• _To do_
Find the line that contains "Tag one point per instance of the brown skirt." in the entries below. Write out that line and all that follow it, unchanged and alone.
[Opening Working data section]
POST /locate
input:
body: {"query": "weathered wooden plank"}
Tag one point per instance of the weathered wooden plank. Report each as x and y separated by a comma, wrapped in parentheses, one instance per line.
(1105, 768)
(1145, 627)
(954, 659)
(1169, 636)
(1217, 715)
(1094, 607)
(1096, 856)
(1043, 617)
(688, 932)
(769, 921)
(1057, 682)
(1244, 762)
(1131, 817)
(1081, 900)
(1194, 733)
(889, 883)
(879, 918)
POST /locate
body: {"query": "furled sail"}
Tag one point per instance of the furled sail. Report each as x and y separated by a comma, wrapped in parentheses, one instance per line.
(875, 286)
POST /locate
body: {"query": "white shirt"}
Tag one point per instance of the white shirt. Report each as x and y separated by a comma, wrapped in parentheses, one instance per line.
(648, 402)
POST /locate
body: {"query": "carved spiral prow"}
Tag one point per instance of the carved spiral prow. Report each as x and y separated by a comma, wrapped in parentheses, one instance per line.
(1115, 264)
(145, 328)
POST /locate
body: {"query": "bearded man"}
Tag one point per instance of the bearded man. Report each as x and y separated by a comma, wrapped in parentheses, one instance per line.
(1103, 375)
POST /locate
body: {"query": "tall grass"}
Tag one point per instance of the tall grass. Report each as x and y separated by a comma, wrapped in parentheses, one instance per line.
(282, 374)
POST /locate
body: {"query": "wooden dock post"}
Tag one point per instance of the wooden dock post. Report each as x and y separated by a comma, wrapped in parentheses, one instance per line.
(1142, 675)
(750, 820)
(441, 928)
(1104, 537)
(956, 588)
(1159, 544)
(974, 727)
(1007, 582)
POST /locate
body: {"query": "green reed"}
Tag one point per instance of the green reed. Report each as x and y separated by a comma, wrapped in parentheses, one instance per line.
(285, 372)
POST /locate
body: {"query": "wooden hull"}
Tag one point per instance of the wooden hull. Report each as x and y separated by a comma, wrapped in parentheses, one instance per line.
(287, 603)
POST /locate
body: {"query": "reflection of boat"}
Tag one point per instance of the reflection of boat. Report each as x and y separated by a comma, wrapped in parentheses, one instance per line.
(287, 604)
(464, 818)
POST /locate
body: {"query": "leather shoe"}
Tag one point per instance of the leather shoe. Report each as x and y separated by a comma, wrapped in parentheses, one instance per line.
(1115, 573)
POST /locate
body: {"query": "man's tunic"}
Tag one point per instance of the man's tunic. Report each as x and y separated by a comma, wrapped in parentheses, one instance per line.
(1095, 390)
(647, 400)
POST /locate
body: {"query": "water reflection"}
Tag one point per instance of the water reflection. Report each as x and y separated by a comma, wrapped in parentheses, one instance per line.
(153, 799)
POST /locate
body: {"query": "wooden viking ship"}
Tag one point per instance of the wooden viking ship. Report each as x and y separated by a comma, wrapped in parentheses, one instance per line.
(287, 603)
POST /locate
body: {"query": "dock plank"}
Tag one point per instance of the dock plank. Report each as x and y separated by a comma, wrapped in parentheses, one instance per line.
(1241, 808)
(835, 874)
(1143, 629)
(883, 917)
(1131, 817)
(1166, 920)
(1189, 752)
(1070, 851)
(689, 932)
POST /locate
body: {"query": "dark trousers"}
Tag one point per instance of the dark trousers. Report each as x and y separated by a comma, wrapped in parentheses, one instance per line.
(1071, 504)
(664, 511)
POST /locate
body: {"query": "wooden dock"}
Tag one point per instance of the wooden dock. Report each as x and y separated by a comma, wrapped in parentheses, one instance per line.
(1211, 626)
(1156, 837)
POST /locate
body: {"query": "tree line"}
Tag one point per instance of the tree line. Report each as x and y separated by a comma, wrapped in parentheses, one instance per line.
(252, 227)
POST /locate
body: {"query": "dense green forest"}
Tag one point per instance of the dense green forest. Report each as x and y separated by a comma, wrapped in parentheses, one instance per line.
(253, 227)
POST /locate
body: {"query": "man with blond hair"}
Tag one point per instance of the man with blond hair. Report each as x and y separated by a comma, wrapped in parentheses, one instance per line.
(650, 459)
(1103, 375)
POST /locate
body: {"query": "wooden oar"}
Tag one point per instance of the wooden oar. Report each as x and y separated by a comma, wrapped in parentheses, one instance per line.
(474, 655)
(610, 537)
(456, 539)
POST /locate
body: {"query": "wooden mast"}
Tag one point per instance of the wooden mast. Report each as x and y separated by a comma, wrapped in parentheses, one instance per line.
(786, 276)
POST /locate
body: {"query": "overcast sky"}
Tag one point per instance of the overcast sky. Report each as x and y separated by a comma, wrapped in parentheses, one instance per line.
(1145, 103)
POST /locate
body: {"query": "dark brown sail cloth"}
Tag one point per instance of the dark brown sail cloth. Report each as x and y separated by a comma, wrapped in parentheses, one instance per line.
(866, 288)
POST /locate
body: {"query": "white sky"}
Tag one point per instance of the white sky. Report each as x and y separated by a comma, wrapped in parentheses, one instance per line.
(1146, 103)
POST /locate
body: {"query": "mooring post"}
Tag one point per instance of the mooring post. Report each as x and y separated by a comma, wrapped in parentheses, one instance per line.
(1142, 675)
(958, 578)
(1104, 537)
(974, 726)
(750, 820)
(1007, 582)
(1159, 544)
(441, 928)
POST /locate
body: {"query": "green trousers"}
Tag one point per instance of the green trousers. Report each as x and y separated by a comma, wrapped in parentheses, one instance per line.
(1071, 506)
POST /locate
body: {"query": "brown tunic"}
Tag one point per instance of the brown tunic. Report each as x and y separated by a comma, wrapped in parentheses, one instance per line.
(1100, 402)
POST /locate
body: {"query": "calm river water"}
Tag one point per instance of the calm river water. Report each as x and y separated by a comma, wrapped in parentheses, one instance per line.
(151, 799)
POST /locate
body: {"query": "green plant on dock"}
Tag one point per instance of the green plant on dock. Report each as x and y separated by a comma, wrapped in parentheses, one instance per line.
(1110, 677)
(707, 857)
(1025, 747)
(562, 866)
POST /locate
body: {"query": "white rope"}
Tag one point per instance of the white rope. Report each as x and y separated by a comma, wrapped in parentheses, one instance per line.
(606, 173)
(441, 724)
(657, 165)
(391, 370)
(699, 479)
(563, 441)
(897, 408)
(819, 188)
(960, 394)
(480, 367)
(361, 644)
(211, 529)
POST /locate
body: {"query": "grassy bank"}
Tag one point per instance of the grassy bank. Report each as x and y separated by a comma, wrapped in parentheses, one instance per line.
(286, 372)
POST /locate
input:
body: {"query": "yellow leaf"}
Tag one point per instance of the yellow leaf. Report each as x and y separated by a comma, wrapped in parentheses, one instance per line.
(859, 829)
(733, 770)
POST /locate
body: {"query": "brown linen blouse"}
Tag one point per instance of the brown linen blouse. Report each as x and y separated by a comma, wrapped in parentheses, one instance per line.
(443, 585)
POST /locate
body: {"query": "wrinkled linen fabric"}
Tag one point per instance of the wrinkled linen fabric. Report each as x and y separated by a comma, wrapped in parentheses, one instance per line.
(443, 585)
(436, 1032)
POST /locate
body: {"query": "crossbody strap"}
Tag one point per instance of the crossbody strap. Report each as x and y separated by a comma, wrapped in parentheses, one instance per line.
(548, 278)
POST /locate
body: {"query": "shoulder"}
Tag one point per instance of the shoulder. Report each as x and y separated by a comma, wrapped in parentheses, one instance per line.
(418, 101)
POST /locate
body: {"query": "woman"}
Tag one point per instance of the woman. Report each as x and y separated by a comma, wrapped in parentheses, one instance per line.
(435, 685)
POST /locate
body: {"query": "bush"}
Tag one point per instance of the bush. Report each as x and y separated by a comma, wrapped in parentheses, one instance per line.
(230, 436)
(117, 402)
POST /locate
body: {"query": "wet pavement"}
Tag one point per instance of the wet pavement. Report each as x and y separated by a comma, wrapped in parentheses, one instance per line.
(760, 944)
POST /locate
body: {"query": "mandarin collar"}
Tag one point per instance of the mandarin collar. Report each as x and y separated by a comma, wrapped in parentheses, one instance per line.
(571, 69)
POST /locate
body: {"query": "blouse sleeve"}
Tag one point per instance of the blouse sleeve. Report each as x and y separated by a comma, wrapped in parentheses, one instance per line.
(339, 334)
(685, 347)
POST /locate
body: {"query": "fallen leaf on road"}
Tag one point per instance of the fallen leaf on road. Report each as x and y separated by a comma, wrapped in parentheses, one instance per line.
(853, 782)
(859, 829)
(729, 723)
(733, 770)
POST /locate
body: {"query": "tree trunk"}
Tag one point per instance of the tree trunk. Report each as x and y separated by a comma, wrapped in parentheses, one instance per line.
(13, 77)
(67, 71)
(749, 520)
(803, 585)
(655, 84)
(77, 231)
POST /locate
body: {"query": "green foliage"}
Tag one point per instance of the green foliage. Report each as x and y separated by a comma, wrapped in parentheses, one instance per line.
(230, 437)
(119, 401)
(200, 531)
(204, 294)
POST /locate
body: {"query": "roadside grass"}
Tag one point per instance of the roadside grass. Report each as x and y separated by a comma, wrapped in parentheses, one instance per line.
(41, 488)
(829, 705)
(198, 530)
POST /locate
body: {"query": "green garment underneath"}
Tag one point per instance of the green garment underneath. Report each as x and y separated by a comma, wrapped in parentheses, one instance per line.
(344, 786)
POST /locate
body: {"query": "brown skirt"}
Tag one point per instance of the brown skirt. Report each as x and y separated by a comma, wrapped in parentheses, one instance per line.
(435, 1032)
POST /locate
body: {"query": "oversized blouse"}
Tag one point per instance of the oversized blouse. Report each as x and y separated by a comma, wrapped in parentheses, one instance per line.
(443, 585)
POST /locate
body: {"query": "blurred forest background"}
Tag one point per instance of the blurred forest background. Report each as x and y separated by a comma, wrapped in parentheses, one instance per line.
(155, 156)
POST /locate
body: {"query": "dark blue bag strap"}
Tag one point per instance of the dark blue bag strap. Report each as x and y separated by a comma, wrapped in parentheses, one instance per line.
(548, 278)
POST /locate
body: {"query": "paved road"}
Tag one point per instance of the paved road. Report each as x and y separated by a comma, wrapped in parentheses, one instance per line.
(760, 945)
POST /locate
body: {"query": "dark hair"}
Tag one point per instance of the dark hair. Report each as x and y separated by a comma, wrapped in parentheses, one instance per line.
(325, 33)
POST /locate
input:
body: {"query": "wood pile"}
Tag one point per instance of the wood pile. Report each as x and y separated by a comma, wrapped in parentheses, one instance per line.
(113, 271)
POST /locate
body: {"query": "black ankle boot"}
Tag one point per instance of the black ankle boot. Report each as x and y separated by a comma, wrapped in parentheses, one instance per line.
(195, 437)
[Closing Working data section]
• _Answer to the exercise_
Tag one point per instance of the brown skirt. Report each as x and y separated by a comma, wrapped in parentheses, one instance per line.
(435, 1032)
POST /locate
body: {"query": "oversized blouse"}
Tag one point per instance of the oversized blouse. Report each as x and y separated by a comma, wrapped in parentheses, one instance per line.
(443, 585)
POST /locate
body: {"query": "blurred forest background"}
Tag one point per instance of the blurred forest background. Report each as x and y separated by a comma, wrapped in parentheses, one instance per line.
(155, 156)
POST /locate
body: {"query": "dark blue bag strap"}
Tag one point per instance of the dark blue bag strap. Report each as x and y separated by a comma, wrapped in parentheses, one instance per line.
(548, 278)
POST /locate
body: {"query": "paved road"}
Tag one point per instance of the paved road. Report each as x and y separated by a comma, wrapped in parentheses, one instance per line.
(760, 945)
POST /locate
body: {"query": "dark hair"}
Tag one point per instance of the dark hair. Report each as x and y separated by a comma, wrapped in parentheses, one instance per line.
(325, 33)
POST /locate
input:
body: {"query": "wood pile"}
Tag one point per instance of the wood pile. Report each as x and y separated by a comma, wrapped in parentheses, one instance per line.
(113, 271)
POST /locate
body: {"query": "black ankle boot"}
Tag one point per instance of the black ankle boot. Report each as x and y separated by a comma, wrapped in parentheses, one instance per line.
(195, 437)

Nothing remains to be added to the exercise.